Task brief ->
Copy out the lines of the items below without any change, starting at the line that contains "[locate] elk antler" and ending at the last line of the items, both included.

--- BEGIN ---

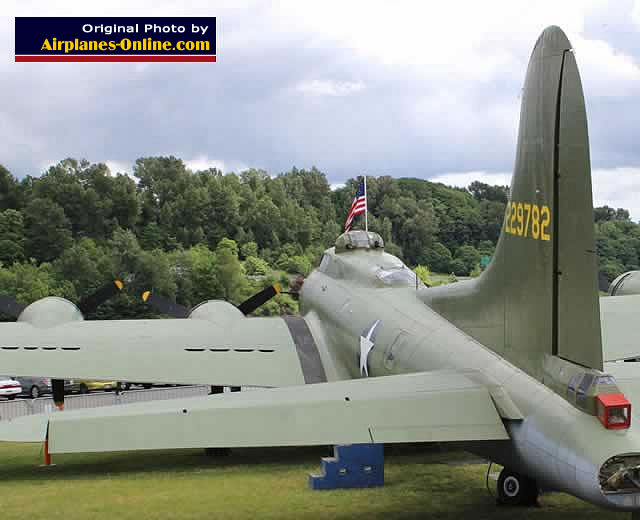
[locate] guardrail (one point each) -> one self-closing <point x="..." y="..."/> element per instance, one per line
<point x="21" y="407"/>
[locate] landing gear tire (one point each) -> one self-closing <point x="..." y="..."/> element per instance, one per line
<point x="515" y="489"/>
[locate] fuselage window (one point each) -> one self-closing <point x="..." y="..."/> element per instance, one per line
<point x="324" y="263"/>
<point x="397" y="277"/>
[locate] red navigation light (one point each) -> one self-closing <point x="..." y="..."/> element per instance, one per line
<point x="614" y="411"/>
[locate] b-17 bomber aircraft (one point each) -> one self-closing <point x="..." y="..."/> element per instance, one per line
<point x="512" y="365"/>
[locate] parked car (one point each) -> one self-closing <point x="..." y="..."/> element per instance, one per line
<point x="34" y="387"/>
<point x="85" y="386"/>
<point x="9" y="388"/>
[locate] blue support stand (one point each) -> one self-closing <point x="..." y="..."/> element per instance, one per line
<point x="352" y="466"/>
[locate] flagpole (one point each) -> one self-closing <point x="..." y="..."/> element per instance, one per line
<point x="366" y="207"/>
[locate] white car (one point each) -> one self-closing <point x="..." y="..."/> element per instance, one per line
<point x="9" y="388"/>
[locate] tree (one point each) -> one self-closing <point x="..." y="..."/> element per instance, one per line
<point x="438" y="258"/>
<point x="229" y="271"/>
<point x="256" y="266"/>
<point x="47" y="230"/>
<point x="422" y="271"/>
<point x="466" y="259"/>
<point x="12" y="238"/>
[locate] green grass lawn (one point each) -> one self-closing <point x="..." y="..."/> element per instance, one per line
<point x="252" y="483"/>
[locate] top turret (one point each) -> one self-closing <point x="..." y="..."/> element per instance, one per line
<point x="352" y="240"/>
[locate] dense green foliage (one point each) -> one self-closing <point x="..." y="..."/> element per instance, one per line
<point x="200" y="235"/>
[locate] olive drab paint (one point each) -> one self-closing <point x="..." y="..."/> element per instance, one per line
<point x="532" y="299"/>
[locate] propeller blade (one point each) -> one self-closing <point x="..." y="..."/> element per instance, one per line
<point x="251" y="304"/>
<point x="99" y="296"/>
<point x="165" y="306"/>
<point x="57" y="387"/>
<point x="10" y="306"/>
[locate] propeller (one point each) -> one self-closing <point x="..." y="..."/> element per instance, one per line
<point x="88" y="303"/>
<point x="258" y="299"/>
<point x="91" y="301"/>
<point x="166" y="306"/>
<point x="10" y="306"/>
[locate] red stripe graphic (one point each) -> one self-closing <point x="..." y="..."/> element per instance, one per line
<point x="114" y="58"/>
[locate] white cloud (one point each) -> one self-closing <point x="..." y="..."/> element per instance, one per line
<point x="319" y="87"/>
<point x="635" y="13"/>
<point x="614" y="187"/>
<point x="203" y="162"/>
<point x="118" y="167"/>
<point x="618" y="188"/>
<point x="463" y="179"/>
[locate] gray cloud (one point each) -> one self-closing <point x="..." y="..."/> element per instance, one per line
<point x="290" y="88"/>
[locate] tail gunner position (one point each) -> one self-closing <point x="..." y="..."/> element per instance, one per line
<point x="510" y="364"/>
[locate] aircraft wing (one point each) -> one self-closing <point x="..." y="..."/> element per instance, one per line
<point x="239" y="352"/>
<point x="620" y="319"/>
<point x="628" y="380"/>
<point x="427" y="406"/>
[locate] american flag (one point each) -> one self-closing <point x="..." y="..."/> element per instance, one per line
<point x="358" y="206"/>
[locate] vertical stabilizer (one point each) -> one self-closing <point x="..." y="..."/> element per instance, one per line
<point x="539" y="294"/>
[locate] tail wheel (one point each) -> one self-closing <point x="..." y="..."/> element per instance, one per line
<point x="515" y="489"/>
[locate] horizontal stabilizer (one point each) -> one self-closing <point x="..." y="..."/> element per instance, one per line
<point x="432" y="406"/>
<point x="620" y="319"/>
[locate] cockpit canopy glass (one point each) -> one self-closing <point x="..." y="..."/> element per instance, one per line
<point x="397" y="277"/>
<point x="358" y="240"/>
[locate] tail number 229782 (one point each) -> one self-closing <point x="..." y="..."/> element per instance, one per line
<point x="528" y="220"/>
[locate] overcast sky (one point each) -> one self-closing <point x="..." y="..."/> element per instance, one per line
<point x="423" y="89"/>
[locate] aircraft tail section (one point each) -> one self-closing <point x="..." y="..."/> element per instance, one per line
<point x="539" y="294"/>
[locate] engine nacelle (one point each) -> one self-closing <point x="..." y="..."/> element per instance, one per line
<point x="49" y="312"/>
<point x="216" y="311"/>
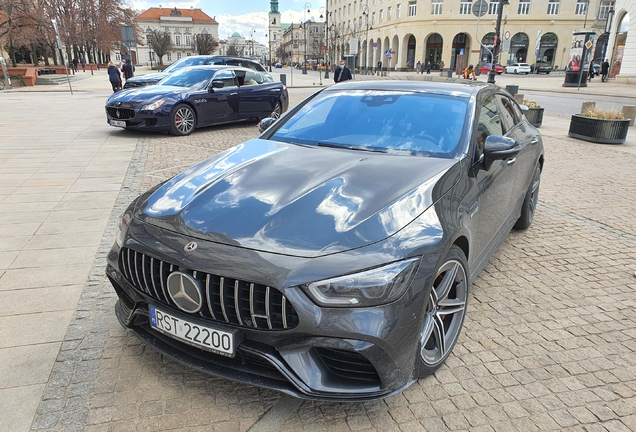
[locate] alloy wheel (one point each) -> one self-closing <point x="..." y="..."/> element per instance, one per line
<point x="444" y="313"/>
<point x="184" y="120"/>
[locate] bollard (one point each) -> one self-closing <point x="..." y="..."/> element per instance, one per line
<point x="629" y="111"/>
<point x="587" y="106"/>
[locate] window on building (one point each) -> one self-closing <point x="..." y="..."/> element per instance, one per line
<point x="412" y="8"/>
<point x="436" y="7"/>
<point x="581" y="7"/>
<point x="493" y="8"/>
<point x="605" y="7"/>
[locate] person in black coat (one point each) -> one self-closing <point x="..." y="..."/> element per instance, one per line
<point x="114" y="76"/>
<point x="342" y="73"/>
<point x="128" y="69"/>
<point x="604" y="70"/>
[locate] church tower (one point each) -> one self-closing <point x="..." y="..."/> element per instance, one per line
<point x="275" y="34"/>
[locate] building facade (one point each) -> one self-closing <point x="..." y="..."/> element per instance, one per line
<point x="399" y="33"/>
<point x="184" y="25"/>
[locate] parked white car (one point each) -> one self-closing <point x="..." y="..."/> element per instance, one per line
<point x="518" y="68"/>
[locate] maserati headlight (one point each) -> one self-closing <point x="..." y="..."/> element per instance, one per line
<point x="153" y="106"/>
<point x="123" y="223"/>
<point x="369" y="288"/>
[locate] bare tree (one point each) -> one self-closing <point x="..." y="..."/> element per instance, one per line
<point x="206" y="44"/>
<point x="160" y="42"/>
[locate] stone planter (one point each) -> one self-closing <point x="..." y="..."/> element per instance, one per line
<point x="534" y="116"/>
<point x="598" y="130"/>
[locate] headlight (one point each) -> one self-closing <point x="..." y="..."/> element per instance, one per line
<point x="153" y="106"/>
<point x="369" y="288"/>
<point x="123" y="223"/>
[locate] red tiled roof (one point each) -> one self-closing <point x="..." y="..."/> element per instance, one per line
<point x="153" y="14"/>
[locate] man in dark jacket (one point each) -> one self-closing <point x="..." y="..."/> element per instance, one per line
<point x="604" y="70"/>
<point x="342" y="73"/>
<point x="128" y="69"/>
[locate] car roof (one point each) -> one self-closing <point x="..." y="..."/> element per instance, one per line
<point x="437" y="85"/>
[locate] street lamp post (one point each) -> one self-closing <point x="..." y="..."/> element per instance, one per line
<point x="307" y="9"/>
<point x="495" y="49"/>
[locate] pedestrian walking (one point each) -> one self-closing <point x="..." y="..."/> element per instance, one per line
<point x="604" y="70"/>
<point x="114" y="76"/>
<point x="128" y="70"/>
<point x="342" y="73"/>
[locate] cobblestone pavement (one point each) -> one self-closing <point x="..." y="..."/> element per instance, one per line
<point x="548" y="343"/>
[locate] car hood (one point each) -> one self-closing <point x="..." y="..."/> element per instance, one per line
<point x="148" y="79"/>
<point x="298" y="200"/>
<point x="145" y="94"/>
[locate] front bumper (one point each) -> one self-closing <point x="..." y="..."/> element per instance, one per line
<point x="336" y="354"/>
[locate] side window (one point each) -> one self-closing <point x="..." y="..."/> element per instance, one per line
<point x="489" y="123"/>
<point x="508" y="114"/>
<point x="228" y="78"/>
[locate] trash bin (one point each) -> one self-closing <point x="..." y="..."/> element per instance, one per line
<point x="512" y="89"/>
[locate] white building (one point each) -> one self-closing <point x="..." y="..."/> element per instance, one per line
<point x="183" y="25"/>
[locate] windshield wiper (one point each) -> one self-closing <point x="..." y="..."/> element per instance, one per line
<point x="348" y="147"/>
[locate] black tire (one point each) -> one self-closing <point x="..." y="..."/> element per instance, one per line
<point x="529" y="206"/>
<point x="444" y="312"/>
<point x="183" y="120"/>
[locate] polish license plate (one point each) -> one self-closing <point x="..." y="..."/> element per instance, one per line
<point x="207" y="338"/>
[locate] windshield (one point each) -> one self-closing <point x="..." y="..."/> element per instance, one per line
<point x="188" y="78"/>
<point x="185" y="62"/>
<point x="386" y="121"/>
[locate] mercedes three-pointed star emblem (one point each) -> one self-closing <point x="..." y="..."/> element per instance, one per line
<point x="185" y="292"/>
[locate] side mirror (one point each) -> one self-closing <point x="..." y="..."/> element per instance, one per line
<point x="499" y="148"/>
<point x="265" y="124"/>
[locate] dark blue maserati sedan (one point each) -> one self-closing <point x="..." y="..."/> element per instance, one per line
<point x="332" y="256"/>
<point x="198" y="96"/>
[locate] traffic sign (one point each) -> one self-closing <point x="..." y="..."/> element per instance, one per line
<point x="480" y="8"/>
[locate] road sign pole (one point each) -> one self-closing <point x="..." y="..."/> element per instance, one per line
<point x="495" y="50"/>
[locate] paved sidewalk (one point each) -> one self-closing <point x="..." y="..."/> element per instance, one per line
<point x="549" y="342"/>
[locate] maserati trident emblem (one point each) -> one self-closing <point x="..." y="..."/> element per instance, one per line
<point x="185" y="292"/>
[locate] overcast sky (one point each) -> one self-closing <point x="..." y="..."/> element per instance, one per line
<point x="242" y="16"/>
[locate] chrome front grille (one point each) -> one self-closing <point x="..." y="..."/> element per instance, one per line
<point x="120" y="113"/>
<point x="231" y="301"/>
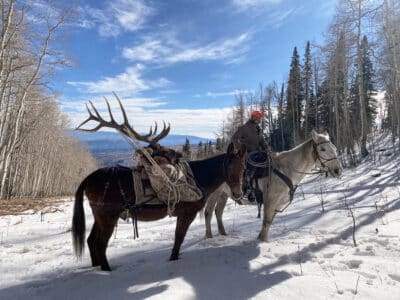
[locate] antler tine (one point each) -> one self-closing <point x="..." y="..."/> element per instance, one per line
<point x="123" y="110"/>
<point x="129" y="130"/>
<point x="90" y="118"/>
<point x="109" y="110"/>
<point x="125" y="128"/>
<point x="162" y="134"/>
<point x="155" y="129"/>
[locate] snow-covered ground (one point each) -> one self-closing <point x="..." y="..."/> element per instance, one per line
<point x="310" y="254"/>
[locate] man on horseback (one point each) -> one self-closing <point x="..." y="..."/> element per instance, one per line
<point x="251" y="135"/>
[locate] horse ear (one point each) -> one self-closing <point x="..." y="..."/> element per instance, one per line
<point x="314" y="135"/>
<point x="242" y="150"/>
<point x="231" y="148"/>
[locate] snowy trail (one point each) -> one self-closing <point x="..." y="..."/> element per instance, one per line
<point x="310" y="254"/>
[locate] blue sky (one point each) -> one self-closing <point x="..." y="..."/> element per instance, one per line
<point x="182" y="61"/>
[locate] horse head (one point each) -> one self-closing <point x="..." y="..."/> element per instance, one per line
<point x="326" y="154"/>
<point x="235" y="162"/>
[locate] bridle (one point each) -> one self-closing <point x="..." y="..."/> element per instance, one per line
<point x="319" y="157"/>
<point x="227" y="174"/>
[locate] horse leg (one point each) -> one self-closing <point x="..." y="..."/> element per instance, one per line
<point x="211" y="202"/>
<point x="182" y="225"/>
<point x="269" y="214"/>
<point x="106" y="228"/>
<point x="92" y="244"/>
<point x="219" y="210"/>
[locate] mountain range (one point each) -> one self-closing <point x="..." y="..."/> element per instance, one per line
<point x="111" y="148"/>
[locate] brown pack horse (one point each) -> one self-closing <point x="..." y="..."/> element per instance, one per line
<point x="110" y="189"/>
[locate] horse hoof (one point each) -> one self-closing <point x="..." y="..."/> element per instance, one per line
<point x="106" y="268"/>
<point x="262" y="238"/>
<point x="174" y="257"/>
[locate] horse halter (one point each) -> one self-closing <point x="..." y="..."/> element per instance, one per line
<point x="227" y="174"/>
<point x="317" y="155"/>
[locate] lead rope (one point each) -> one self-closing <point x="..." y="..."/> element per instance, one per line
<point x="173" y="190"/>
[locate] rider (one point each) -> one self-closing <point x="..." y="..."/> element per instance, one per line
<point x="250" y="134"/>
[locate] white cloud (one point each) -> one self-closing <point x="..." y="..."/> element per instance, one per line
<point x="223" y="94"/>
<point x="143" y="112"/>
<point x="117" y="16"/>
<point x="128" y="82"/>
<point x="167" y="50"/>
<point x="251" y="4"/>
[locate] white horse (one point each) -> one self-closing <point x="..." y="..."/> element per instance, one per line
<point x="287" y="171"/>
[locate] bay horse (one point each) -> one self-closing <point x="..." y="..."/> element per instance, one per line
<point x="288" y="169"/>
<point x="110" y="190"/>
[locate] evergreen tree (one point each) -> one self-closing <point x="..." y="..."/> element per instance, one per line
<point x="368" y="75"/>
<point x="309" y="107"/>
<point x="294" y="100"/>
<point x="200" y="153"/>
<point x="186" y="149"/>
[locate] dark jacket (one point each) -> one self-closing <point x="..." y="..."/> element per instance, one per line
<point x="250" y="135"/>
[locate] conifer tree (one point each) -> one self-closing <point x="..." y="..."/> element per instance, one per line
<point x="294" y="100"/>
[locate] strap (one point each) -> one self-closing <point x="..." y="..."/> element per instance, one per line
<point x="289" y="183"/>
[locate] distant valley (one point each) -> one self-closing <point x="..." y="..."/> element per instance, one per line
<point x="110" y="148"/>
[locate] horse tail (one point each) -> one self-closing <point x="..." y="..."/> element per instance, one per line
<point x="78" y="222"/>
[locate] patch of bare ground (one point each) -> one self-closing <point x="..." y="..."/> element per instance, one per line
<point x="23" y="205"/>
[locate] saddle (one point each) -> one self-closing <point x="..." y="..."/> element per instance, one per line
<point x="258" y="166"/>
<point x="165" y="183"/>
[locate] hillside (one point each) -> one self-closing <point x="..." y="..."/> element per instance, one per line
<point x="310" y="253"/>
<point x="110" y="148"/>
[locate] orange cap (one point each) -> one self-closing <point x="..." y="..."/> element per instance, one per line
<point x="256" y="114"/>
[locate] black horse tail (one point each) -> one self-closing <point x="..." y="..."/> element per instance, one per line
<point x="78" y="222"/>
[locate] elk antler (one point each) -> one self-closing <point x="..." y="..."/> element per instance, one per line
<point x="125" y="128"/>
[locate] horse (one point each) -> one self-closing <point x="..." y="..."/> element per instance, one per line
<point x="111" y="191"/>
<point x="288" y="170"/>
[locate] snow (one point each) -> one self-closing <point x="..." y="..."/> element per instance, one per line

--- END ---

Task output ->
[locate] elk antler (one point each) -> one self-closing <point x="..." y="..."/> element per instance, one per line
<point x="125" y="128"/>
[locate] horse (one point each) -> one self-closing <point x="..." y="..."/> element per instance, one per line
<point x="111" y="191"/>
<point x="288" y="170"/>
[locate] snow (one point each) -> one self-closing <point x="..." y="..."/> element per instance, one per line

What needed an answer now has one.